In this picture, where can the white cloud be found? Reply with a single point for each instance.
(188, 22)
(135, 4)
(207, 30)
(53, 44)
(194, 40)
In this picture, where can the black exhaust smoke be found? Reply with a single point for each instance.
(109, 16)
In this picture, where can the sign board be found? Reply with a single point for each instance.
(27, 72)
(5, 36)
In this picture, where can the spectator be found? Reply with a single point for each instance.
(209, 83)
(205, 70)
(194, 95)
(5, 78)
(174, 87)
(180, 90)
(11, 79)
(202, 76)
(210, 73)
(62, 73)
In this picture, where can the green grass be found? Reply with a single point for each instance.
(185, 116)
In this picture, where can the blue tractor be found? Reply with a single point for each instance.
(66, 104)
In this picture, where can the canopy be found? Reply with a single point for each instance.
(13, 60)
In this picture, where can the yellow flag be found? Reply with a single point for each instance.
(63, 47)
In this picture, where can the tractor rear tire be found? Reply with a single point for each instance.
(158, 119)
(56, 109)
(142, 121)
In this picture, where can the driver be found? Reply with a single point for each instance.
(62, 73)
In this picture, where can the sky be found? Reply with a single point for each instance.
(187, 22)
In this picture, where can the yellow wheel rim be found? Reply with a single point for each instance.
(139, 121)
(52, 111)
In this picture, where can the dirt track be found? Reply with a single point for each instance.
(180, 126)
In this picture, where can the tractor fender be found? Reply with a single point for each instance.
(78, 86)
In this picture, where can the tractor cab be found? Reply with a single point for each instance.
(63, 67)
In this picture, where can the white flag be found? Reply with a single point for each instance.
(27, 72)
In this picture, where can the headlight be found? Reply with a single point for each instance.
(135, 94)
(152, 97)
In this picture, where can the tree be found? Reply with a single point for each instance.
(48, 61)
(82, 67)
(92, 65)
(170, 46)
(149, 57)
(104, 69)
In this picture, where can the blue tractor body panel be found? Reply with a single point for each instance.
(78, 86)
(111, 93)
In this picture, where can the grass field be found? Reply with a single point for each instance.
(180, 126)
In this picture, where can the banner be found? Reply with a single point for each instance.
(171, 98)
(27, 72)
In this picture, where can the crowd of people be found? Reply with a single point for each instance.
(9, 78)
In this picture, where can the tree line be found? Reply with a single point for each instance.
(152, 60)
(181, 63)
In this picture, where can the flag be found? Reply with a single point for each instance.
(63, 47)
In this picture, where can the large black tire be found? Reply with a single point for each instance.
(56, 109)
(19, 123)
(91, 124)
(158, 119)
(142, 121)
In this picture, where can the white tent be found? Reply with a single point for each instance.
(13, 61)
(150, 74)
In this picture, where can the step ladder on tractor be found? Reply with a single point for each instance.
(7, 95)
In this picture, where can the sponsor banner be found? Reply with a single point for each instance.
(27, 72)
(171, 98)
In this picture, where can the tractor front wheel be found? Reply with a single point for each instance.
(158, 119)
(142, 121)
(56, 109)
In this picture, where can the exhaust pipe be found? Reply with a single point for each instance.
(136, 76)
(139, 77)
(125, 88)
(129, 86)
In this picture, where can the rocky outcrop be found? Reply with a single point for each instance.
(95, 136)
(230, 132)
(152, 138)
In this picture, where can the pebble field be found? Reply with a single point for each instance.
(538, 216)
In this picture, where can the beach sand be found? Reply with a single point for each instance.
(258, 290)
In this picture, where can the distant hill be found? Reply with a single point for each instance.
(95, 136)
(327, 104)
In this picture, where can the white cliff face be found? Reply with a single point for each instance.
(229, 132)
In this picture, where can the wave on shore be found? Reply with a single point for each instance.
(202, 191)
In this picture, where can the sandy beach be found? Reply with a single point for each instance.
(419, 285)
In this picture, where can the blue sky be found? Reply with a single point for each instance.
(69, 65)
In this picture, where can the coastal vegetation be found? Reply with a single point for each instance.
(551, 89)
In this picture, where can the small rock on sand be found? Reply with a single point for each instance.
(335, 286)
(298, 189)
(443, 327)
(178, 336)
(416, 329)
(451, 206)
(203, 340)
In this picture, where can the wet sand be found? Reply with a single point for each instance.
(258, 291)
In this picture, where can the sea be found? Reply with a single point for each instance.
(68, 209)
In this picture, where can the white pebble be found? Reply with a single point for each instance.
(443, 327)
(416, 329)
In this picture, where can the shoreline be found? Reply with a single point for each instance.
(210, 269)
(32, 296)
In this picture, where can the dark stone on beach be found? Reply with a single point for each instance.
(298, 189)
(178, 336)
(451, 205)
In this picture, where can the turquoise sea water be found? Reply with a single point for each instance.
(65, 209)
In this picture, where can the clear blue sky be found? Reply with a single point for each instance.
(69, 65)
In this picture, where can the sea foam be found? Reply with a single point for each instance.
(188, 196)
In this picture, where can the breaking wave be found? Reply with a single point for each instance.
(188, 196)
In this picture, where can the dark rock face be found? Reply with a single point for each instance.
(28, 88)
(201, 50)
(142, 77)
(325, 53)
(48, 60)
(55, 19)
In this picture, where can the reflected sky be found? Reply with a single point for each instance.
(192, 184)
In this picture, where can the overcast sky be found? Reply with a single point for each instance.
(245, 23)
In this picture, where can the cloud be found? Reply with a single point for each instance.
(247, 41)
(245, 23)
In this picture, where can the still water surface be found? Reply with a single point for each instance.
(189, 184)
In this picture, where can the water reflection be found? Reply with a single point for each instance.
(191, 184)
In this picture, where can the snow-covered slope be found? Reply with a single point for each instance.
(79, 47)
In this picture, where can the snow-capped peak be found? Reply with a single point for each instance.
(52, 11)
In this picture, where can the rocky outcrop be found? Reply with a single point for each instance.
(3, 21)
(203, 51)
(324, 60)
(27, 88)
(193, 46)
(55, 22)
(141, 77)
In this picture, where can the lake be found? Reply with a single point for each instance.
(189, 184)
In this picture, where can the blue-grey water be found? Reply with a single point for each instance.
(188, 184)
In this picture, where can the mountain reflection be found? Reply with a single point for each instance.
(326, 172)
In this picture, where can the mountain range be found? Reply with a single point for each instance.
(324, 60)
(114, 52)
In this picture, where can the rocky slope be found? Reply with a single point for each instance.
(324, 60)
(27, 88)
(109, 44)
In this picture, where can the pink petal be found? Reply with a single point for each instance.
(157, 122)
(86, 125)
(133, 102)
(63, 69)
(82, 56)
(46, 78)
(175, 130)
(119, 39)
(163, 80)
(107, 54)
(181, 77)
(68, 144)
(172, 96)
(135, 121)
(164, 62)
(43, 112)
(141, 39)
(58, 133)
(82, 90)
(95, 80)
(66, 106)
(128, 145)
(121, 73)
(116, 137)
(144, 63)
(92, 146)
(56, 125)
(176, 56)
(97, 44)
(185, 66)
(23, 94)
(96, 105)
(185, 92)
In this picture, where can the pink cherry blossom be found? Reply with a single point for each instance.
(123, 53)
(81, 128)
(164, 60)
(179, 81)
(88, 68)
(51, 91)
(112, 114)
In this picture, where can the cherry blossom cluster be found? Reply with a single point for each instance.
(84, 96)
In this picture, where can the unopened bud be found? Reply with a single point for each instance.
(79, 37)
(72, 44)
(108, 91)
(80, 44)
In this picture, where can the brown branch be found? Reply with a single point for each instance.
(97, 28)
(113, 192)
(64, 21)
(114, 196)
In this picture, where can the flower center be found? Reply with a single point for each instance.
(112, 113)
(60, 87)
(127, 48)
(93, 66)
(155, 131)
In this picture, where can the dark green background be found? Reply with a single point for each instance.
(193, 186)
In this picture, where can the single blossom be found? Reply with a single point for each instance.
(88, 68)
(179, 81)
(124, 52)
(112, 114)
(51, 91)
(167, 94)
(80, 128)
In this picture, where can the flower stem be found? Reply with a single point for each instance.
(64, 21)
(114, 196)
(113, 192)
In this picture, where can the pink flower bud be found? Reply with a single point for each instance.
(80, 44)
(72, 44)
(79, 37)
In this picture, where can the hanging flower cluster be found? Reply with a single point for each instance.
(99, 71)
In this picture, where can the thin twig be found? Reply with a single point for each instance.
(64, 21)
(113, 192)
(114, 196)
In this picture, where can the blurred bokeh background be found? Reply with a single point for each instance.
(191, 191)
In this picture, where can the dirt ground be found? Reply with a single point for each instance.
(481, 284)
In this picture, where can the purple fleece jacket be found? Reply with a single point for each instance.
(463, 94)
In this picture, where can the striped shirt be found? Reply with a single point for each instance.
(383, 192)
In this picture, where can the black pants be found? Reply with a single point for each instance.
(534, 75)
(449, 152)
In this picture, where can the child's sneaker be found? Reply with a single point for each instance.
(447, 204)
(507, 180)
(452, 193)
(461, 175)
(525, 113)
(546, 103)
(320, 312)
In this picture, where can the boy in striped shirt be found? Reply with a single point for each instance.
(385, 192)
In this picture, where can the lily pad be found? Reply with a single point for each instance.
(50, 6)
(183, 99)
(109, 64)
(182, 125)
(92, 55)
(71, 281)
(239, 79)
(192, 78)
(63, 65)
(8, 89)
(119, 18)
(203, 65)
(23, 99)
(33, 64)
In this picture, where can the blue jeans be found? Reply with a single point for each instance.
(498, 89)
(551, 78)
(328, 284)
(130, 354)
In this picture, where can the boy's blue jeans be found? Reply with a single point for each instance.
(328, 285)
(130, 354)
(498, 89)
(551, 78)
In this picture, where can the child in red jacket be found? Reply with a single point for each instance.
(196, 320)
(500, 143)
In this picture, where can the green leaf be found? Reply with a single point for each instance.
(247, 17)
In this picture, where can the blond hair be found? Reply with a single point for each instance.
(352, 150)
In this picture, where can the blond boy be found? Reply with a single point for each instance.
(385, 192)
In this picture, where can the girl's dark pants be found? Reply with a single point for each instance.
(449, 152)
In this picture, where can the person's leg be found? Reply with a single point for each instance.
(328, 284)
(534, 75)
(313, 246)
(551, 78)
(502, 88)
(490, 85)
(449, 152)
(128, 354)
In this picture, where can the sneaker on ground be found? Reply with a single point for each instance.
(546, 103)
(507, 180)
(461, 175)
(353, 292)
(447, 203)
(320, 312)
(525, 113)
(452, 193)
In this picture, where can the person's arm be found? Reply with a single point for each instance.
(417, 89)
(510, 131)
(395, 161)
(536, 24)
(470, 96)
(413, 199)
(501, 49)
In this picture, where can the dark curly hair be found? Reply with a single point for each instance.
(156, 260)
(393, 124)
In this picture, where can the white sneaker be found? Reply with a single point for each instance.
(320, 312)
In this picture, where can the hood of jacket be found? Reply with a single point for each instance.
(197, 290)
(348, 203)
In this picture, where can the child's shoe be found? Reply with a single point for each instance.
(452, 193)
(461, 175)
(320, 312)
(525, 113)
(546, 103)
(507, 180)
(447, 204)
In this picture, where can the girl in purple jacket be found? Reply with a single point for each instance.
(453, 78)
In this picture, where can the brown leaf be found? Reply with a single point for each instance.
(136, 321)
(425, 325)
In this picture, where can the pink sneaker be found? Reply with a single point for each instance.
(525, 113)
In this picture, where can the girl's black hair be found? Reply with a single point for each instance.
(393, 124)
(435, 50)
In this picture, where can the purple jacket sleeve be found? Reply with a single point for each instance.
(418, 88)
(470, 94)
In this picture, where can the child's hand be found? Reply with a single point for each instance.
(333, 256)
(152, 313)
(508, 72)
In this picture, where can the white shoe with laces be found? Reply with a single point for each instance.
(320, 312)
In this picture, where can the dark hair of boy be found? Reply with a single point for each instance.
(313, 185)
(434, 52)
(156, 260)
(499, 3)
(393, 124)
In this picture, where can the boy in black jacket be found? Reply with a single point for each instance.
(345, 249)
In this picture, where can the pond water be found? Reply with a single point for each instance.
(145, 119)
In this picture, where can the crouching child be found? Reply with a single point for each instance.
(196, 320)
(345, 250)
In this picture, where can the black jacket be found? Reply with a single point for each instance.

■ Exercise details: Take the line in which "In this picture, where can the child's hand" occurs and each subsequent line through the end; give these lines again without alteration.

■ Right answer:
In this picture, where can the child's hand be found? Reply with a single point for each instance.
(333, 256)
(152, 313)
(508, 72)
In this picture, where can the white shoe with laces be found? Reply with a single point for each instance.
(320, 312)
In this picture, where can the dark hair of boy be found? Reply with a single point for each instance.
(313, 185)
(434, 52)
(156, 260)
(499, 3)
(393, 124)
In this picture, where can the boy in black jacket be found? Reply with a single point for each instance.
(345, 249)
In this picture, where can the pond water be found? Reply with a single point for each instance.
(145, 119)
In this picture, where can the crouching child be found? Reply with a single point for each instance.
(196, 320)
(345, 250)
In this picture, where can the black jacket be found? Reply with a single point for each instance.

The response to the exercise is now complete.